* Start Source records *

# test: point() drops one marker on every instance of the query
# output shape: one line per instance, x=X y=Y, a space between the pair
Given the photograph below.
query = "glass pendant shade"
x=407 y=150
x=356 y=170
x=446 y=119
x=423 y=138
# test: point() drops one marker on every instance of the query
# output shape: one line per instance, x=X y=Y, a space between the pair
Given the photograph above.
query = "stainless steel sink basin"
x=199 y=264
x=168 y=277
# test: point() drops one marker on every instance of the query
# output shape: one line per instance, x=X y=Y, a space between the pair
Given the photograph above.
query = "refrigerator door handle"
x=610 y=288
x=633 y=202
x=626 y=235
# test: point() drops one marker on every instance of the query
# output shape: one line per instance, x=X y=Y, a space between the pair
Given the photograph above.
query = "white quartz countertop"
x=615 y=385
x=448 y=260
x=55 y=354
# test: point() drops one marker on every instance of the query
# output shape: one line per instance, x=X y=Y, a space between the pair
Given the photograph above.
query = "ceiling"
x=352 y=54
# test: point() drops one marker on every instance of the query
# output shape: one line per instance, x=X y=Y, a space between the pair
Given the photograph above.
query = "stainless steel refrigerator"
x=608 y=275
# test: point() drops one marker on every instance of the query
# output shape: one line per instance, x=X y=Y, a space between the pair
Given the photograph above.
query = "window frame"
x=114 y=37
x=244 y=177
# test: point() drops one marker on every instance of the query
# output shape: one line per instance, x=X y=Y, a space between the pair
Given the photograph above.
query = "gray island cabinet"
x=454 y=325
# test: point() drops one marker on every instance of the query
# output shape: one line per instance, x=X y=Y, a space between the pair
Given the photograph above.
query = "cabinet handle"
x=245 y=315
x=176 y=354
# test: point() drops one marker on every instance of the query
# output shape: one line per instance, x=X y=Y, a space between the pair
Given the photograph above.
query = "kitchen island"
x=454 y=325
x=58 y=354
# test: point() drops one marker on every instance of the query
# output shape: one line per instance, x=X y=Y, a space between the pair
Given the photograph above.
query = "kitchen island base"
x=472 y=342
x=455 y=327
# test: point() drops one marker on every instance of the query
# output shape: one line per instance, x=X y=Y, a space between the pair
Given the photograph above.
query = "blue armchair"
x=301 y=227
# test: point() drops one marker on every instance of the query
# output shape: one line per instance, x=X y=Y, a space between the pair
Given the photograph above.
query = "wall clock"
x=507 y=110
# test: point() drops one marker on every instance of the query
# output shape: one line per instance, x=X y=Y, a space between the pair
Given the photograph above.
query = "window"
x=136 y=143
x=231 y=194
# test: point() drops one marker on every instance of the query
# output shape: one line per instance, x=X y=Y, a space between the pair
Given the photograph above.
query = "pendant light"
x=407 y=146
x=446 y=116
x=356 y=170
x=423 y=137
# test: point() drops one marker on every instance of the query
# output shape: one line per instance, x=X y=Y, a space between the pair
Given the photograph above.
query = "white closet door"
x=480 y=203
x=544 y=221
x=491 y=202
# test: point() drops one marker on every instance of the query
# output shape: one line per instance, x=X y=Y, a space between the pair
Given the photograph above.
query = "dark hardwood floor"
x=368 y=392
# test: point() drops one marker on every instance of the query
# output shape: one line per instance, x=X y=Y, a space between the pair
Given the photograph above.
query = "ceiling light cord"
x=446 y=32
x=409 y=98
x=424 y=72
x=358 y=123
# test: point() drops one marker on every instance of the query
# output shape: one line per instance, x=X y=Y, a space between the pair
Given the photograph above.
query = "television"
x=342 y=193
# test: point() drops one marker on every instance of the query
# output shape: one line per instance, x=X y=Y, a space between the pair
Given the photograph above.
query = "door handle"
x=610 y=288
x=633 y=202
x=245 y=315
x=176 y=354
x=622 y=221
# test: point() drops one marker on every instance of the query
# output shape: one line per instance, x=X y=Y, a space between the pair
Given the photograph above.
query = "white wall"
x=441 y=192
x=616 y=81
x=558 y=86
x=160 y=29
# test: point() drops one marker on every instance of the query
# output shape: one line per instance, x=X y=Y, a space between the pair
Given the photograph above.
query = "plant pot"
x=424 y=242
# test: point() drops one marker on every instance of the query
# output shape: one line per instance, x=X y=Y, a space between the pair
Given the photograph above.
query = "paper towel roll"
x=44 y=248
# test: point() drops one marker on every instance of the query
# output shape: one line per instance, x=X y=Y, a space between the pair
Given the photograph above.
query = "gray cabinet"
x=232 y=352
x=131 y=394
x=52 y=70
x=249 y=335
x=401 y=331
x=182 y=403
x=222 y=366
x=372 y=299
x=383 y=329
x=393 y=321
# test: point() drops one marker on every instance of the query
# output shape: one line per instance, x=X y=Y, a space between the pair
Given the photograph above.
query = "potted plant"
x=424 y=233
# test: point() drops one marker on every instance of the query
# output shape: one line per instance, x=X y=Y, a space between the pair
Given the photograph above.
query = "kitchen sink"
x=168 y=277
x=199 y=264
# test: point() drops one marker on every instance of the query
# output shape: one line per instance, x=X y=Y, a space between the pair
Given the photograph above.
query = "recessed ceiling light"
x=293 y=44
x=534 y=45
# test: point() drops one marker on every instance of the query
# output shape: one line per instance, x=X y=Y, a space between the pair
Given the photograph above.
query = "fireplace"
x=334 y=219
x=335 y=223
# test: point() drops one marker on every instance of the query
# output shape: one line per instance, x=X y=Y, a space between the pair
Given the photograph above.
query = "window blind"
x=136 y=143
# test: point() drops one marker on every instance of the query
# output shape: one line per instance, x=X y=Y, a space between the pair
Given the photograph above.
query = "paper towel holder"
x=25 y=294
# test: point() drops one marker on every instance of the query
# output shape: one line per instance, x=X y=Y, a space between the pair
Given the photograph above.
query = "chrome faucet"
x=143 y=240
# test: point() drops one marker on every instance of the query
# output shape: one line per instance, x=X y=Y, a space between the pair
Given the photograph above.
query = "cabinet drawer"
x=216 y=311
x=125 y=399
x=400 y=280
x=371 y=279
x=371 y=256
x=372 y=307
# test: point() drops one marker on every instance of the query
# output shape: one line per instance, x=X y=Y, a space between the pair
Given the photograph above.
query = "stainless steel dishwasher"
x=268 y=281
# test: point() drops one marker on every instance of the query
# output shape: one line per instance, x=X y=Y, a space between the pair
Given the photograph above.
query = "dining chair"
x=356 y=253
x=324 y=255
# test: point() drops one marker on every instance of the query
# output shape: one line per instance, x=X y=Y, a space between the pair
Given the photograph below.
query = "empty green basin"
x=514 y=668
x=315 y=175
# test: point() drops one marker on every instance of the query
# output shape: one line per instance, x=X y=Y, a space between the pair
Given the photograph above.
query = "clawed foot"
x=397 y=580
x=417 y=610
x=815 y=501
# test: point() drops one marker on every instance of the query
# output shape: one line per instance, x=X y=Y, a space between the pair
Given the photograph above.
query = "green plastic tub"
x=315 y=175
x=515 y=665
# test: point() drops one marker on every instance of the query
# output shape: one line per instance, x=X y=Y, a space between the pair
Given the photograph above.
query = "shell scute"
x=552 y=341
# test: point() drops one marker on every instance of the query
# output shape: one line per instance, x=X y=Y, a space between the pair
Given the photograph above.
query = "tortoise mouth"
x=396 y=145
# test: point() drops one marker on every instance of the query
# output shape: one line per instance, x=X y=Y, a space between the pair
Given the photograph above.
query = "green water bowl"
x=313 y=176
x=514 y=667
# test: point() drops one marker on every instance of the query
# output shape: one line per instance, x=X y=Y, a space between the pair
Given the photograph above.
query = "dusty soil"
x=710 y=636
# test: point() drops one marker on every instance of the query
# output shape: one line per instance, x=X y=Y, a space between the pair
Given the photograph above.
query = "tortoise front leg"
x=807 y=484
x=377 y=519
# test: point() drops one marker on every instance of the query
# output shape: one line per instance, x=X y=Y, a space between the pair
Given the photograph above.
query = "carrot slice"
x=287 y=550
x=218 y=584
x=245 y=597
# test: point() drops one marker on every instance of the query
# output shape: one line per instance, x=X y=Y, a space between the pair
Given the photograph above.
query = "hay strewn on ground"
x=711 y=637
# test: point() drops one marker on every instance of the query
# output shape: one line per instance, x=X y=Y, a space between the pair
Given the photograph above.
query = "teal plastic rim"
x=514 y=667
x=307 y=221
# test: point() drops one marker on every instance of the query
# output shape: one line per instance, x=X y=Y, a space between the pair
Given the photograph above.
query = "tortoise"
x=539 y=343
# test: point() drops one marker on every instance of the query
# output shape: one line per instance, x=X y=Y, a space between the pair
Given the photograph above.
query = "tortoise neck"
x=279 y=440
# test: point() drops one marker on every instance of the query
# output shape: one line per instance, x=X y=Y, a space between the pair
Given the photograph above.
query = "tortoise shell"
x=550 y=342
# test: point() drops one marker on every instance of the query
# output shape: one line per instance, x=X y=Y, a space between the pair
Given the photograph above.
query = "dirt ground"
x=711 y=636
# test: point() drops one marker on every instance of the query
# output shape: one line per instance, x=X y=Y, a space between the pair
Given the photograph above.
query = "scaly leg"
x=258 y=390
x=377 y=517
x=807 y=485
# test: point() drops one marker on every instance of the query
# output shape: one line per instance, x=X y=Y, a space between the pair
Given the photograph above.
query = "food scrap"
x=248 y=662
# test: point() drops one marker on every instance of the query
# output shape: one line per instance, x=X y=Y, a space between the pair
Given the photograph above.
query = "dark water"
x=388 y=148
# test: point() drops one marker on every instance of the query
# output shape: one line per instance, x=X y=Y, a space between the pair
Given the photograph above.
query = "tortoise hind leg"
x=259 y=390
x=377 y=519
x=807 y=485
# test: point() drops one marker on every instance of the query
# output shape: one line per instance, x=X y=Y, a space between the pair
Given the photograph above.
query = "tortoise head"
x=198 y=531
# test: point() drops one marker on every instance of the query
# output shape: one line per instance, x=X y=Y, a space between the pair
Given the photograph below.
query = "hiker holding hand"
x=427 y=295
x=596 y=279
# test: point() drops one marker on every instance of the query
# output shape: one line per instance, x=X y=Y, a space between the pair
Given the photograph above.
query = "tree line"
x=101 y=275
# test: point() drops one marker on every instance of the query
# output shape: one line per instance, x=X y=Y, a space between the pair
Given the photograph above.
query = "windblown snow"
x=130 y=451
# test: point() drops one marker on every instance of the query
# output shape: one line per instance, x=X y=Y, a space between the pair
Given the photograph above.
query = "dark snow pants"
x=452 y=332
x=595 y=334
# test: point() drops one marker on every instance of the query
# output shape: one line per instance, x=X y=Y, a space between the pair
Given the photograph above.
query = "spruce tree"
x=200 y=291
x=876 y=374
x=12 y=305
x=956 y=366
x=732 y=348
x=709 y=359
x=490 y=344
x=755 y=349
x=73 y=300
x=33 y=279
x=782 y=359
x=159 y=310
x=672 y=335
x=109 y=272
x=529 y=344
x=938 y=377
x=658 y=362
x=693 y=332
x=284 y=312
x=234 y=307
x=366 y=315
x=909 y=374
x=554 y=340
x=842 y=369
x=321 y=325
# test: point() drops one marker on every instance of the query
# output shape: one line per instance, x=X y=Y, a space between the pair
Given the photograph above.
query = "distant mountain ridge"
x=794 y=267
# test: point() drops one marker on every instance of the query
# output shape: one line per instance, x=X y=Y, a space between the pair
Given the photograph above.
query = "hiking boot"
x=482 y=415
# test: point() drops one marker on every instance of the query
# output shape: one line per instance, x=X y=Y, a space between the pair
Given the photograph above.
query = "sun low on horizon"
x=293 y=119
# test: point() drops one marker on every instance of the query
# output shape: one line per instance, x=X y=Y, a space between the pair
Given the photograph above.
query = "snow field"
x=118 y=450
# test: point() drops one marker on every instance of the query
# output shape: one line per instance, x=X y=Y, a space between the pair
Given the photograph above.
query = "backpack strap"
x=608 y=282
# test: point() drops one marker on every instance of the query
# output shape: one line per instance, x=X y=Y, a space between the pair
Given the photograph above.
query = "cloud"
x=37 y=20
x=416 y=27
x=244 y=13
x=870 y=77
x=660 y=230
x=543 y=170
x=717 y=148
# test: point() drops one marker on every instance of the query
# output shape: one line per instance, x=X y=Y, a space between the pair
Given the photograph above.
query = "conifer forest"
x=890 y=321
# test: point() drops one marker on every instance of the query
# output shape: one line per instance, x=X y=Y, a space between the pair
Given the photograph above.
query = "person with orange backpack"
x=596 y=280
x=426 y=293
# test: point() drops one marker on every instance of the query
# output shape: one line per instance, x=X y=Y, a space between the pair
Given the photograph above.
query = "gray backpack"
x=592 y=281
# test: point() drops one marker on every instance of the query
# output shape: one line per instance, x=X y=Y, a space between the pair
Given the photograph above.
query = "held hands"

* End Source records *

Exercise instructions:
Change "glass pendant shade" to "pendant lamp shade" in the listing's lines from its start through the line containing "x=423 y=138", inclusive. Keep every other part of those lines unchanged.

Answer to the problem:
# test: point() drops one marker on every instance of the query
# output shape: one line per instance, x=X y=Y, a space between the pair
Given the photograph below.
query = "pendant lamp shade"
x=407 y=150
x=356 y=170
x=446 y=119
x=423 y=138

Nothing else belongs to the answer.